Segmentation mask data
* * * * * * *

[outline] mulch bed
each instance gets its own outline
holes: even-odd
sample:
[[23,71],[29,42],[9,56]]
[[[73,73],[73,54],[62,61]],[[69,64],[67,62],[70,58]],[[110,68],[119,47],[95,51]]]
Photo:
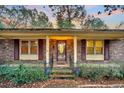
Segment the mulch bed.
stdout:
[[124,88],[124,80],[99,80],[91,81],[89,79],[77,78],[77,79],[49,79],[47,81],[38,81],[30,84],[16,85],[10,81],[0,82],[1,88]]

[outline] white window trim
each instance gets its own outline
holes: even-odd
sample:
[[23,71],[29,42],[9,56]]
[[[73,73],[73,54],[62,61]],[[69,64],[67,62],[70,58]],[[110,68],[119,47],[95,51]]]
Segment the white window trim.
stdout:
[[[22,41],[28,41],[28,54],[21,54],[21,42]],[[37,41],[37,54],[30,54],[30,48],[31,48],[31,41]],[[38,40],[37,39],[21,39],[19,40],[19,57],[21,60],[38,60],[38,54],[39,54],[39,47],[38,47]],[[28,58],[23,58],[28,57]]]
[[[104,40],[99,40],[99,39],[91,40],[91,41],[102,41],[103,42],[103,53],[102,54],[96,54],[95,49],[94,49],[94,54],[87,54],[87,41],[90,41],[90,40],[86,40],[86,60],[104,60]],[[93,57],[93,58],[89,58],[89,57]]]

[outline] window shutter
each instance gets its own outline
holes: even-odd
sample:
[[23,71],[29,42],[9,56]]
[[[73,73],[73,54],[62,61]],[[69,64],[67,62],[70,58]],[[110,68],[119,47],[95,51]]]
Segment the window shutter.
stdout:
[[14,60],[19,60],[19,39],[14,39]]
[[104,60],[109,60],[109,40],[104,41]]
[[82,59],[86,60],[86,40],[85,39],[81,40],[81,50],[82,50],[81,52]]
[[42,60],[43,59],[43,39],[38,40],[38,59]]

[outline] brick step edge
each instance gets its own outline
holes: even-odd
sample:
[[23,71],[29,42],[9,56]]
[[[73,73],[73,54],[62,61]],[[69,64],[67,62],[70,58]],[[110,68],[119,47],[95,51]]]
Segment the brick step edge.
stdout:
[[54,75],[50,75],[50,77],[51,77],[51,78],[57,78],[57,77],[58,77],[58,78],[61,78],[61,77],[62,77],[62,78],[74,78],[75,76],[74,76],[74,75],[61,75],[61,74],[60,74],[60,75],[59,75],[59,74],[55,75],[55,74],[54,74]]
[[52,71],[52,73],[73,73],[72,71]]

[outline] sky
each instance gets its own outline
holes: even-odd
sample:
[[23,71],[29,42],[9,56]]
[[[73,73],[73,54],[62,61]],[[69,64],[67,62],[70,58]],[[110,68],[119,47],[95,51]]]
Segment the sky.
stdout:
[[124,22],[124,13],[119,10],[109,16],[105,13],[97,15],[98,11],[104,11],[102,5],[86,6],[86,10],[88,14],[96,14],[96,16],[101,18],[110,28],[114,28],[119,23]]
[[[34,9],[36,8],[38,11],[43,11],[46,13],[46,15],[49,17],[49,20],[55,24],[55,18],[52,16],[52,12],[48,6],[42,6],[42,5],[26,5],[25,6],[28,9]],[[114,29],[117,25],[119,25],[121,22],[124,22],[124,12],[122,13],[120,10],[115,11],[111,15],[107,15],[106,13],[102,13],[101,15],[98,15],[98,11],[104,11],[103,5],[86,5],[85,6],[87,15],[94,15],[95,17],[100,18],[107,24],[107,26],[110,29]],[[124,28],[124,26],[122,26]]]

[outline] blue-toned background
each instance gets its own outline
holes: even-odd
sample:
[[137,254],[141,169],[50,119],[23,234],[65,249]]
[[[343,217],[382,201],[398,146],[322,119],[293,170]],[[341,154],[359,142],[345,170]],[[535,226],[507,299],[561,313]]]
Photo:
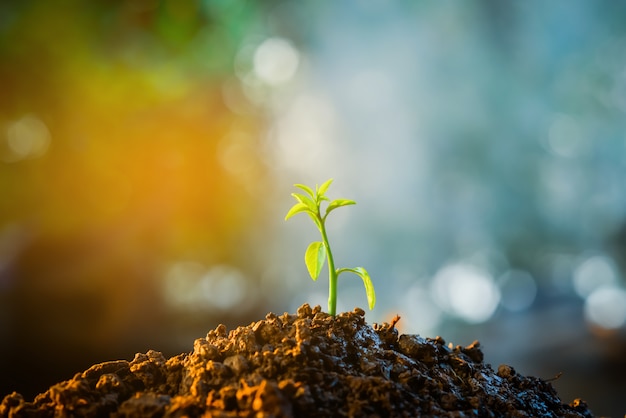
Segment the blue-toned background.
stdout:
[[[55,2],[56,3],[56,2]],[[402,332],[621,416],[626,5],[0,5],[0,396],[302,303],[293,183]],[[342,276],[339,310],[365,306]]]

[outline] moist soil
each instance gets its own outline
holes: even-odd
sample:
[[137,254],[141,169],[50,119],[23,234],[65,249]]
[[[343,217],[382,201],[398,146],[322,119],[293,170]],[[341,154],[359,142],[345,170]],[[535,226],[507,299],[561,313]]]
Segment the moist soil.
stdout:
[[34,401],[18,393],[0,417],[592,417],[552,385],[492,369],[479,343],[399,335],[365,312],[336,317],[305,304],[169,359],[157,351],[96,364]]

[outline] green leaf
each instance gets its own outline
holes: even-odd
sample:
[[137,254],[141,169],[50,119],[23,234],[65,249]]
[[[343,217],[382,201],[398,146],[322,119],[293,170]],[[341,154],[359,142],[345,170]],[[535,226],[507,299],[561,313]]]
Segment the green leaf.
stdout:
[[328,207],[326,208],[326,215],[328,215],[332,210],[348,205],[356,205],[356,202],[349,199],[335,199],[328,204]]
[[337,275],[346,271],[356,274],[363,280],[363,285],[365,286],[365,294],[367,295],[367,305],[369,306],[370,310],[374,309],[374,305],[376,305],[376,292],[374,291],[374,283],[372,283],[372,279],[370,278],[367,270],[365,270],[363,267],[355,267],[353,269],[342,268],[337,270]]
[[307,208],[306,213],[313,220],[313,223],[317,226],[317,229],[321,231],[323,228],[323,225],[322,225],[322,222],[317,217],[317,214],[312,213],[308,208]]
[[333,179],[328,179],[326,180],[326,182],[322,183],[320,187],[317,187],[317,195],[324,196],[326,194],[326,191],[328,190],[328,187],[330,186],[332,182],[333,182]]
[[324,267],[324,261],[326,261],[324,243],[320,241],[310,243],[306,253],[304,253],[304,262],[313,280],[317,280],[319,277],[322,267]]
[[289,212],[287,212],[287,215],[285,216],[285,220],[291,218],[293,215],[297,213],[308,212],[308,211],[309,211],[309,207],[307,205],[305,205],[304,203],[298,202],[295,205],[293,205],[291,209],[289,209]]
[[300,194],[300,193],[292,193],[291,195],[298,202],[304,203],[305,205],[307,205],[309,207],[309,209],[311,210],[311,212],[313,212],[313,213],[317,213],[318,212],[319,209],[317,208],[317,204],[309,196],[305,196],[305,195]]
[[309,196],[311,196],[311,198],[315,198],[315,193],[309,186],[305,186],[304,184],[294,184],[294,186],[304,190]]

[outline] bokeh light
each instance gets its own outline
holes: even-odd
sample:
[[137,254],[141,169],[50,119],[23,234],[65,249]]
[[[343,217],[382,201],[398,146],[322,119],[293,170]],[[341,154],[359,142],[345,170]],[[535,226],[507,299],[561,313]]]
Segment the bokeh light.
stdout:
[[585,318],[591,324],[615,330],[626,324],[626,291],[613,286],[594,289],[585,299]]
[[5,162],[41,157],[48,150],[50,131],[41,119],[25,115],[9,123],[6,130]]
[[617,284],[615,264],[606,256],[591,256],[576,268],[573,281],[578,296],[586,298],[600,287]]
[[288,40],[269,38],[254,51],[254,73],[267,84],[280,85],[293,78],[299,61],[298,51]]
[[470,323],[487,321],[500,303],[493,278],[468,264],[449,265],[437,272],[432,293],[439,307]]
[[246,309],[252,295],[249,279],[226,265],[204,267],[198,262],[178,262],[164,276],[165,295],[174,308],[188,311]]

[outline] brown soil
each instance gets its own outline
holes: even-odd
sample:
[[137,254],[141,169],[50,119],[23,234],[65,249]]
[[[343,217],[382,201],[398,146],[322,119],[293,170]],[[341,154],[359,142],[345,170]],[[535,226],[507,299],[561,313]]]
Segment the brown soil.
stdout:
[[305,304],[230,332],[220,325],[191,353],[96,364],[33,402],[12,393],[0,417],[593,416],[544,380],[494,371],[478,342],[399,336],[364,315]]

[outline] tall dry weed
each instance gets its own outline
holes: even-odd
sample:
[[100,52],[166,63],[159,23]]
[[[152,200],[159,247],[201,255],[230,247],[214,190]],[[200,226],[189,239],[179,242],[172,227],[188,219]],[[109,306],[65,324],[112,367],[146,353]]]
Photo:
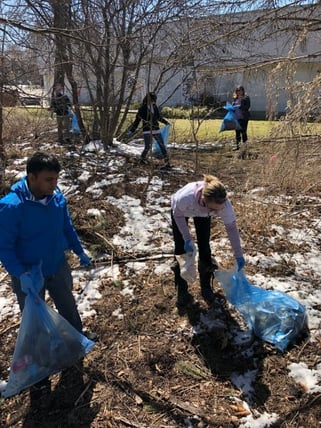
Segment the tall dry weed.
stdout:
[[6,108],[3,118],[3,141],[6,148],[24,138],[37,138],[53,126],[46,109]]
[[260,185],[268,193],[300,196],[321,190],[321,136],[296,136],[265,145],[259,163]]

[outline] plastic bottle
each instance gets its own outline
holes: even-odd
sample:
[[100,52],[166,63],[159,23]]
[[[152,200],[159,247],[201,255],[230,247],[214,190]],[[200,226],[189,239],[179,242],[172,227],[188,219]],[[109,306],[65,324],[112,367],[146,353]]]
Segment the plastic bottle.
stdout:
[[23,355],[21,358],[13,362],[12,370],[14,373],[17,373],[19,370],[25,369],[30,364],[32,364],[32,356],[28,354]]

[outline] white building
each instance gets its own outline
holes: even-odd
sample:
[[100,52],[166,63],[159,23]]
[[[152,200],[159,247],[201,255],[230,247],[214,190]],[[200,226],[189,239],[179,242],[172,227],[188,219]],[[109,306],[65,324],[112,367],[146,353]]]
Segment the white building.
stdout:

* * * * * * *

## What needs to be done
In the records above, each line with the string "bokeh" should be copied.

## Answer to the problem
[outline] bokeh light
Segment the bokeh light.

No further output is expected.